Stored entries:
.....

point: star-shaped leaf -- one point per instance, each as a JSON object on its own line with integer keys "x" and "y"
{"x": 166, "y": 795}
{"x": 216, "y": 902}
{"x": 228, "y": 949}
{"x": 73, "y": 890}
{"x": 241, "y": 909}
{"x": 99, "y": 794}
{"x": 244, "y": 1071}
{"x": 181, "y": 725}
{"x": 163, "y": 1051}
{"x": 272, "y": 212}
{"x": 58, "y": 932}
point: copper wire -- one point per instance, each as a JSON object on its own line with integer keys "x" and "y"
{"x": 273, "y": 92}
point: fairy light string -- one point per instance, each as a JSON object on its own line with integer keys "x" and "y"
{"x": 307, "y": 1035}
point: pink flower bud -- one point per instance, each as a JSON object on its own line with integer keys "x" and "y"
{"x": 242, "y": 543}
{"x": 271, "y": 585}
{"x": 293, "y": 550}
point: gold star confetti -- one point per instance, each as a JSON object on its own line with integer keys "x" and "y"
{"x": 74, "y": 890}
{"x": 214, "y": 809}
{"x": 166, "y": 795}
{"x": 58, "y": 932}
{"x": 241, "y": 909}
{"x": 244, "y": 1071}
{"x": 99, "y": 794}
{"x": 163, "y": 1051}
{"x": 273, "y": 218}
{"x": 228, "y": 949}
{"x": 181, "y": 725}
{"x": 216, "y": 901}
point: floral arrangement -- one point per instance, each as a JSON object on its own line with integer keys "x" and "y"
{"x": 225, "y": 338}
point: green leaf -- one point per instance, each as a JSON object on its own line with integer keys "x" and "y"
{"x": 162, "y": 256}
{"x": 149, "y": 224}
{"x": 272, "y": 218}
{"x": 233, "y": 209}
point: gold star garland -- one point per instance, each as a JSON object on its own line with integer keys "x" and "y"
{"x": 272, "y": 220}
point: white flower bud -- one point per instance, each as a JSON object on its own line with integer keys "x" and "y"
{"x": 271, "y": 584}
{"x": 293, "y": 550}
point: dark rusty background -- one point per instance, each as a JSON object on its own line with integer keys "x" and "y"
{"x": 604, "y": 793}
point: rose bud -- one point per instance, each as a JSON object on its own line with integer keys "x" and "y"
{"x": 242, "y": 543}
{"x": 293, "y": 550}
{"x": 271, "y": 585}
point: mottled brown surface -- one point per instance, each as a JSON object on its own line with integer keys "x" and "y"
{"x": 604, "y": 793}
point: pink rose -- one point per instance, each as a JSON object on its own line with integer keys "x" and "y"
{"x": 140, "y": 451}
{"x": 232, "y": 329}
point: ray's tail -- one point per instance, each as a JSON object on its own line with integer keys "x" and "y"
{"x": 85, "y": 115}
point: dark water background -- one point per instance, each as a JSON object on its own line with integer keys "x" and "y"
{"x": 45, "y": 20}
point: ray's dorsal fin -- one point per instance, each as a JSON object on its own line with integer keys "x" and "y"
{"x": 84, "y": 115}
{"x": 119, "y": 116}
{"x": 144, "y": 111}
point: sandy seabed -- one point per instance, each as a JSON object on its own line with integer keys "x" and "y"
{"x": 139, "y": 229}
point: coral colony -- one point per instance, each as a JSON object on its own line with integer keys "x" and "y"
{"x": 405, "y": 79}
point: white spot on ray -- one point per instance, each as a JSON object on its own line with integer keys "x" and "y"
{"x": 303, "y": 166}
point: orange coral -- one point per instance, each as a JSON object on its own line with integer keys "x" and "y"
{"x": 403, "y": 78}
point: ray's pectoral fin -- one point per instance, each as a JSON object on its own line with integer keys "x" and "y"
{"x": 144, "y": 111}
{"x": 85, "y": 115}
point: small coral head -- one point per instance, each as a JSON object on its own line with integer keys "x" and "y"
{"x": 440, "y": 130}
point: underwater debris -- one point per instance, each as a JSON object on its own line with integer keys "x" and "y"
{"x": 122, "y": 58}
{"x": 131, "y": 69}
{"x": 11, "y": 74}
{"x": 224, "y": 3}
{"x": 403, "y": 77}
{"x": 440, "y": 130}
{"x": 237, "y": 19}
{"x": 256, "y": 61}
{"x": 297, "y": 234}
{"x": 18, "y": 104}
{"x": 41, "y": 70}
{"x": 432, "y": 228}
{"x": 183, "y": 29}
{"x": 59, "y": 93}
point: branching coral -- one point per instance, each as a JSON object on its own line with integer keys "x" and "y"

.....

#### [Problem to work on]
Quote all the records exactly, please, leaving none out.

#### [Exercise response]
point: star-shaped leaf -- one point per instance, each as a JSON object on its own line with integer keys "x" and "y"
{"x": 166, "y": 795}
{"x": 216, "y": 902}
{"x": 228, "y": 949}
{"x": 73, "y": 890}
{"x": 241, "y": 909}
{"x": 99, "y": 794}
{"x": 244, "y": 1071}
{"x": 181, "y": 725}
{"x": 163, "y": 1051}
{"x": 272, "y": 212}
{"x": 58, "y": 932}
point: copper wire -- one point per instance, each as a JSON object on its own line with integer keys "x" and "y"
{"x": 273, "y": 92}
point: fairy light string -- one point per instance, each as a JSON object on its own line with integer keys "x" and "y"
{"x": 307, "y": 1035}
point: pink flower bud -- one point per instance, each as a JSON object on its own line with integer keys "x" and "y"
{"x": 242, "y": 543}
{"x": 271, "y": 585}
{"x": 293, "y": 550}
point: gold star confetti -- one point per instance, each as a JSON object on its own line with integer keys "x" and "y"
{"x": 74, "y": 890}
{"x": 214, "y": 809}
{"x": 166, "y": 795}
{"x": 58, "y": 932}
{"x": 241, "y": 909}
{"x": 244, "y": 1071}
{"x": 99, "y": 794}
{"x": 163, "y": 1051}
{"x": 273, "y": 218}
{"x": 228, "y": 949}
{"x": 181, "y": 725}
{"x": 216, "y": 901}
point: floral arrangement -- one point per instance, each as a JSON object on its own line with integer keys "x" and "y"
{"x": 225, "y": 338}
point: green leaf -- one point per instance, each as a JSON object on its own line with integer keys "x" and "y"
{"x": 162, "y": 256}
{"x": 149, "y": 224}
{"x": 272, "y": 218}
{"x": 233, "y": 209}
point: gold star garland -- one point per instance, each as a JSON object on its own line with integer keys "x" and "y"
{"x": 272, "y": 220}
point: white flower bud -- one point per instance, each as a JSON object on its own line with integer keys "x" and "y"
{"x": 271, "y": 584}
{"x": 293, "y": 550}
point: dark rusty background -- one point per instance, each as a JSON object on its own line with integer keys "x" and "y"
{"x": 604, "y": 793}
point: rose bud -- one point per instance, each as a JSON object on its own line with integer keys "x" and "y"
{"x": 242, "y": 543}
{"x": 293, "y": 550}
{"x": 271, "y": 585}
point: mottled brown surface -- one point per instance, each as a JSON object on its own line with integer keys "x" and "y"
{"x": 604, "y": 793}
point: pink rose -- one point per instance, each as a JSON object on its own line with integer keys "x" and "y"
{"x": 140, "y": 451}
{"x": 232, "y": 329}
point: ray's tail -- one point per instance, each as a JSON object on its own line with integer keys "x" and "y"
{"x": 85, "y": 115}
point: dark water background -- one point per instance, each as a JSON object on its own line with integer keys "x" and "y"
{"x": 45, "y": 20}
point: ray's dorsal fin -- one point per instance, each as a JSON object on its own line with integer keys "x" and "y"
{"x": 84, "y": 115}
{"x": 119, "y": 116}
{"x": 144, "y": 111}
point: sandy seabed -- one point per instance, each as a JSON object on its own line with integer keys "x" and "y"
{"x": 139, "y": 229}
point: coral colony -- one point per instance, each as a JSON object on its own line with integer keys "x" and "y"
{"x": 405, "y": 79}
point: white spot on ray -- one point per instance, each as a JSON object on its own line with integer keys "x" and "y"
{"x": 303, "y": 166}
point: orange coral -- one point per instance, each as a JSON object on its own line with integer keys "x" and "y"
{"x": 403, "y": 78}
point: ray's pectoral fin -- one point per instance, each as a JSON object on its own line with integer keys "x" and "y"
{"x": 144, "y": 111}
{"x": 85, "y": 115}
point: small coral head -- one point per instance, each as a JSON object on its own line with integer keys "x" and "y"
{"x": 440, "y": 130}
point: underwater debris -- one point per instance, each as a JSON object on its own line with integer keys "x" and "y"
{"x": 122, "y": 58}
{"x": 131, "y": 69}
{"x": 11, "y": 74}
{"x": 224, "y": 3}
{"x": 403, "y": 77}
{"x": 440, "y": 130}
{"x": 237, "y": 19}
{"x": 256, "y": 61}
{"x": 297, "y": 234}
{"x": 18, "y": 104}
{"x": 41, "y": 70}
{"x": 432, "y": 228}
{"x": 183, "y": 29}
{"x": 59, "y": 93}
point: branching coral -- one point per instance, each as a JSON object on its own line with integer keys "x" and "y"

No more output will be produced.